● Textauszug:
━━━━━━━━━━

Zum 9. November

Heute ist der 9. November, der 85. Jahrestag der Reichspogromnacht. Dieser Tag erinnert uns daran, dass Antisemitismus in unserem Land niemals wieder geduldet werden darf. Das ist der Auftrag, den uns unsere nationalsozialistische Vergangenheit gibt. 

Dieser Auftrag bedeutet im Kontext aktueller Ereignisse aber auch: Wir schützen Jüdinnen und Juden immer. Wir treten für sie ein, wenn eine Studie zu Rassismus und Antisemitismus bei der Polizei gefordert wird. Wir treten für sie ein, wenn Teile der Linken alle Jüdinnen und Juden als Kolonialisten Palästinas bezeichnen. Wir treten für sie ein, wenn ein Rechtsextremer in Halle in eine Synagoge eindringen will und versucht, sie zu ermorden. Und wir treten auch für sie ein, wenn im Zuge von Pro-Palästina-Demos Häuser, in den Jüdinnen und Juden wohnen, mit Davidsternen „markiert“ werden.

━━━━━━━━━━

● Datenauszug:
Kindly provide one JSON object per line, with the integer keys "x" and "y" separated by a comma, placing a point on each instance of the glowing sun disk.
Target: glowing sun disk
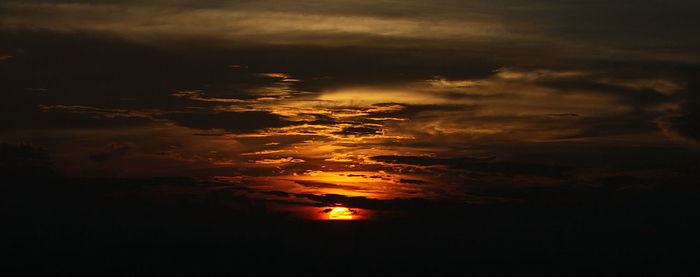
{"x": 340, "y": 213}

━━━━━━━━━━

● Gestellte Aufgaben:
1. Fasse bitte den Absatz aus dem Text zum 9. November, der mit „Dieser Auftrag bedeutet“ beginnt, als kurze Stichpunktliste zusammen und behalte seine wesentlichen Aussagen bei.
2. Ändere im Text zum 9. November die Passage von „Heute ist der“ bis einschließlich „nationalsozialistische Vergangenheit gibt.“, indem du „Antisemitismus“ durch „Judenhass“ ersetzt, und gib sie wieder.

● Lösungen im Einzelnen:
1.
Der Auftrag bedeutet, Jüdinnen und Juden immer zu schützen und für sie einzutreten, wenn:
- eine Studie zu Rassismus und Antisemitismus bei der Polizei gefordert wird
- Teile der Linken alle Jüdinnen und Juden als Kolonialisten Palästinas bezeichnen
- ein Rechtsextremer in Halle in eine Synagoge eindringen will und versucht, sie zu ermorden
- bei Pro-Palästina-Demos Häuser, in denen Jüdinnen und Juden wohnen, mit Davidsternen „markiert“ werden

2.
Heute ist der 9. November, der 85. Jahrestag der Reichspogromnacht. Dieser Tag erinnert uns daran, dass Judenhass in unserem Land niemals wieder geduldet werden darf. Das ist der Auftrag, den uns unsere nationalsozialistische Vergangenheit gibt.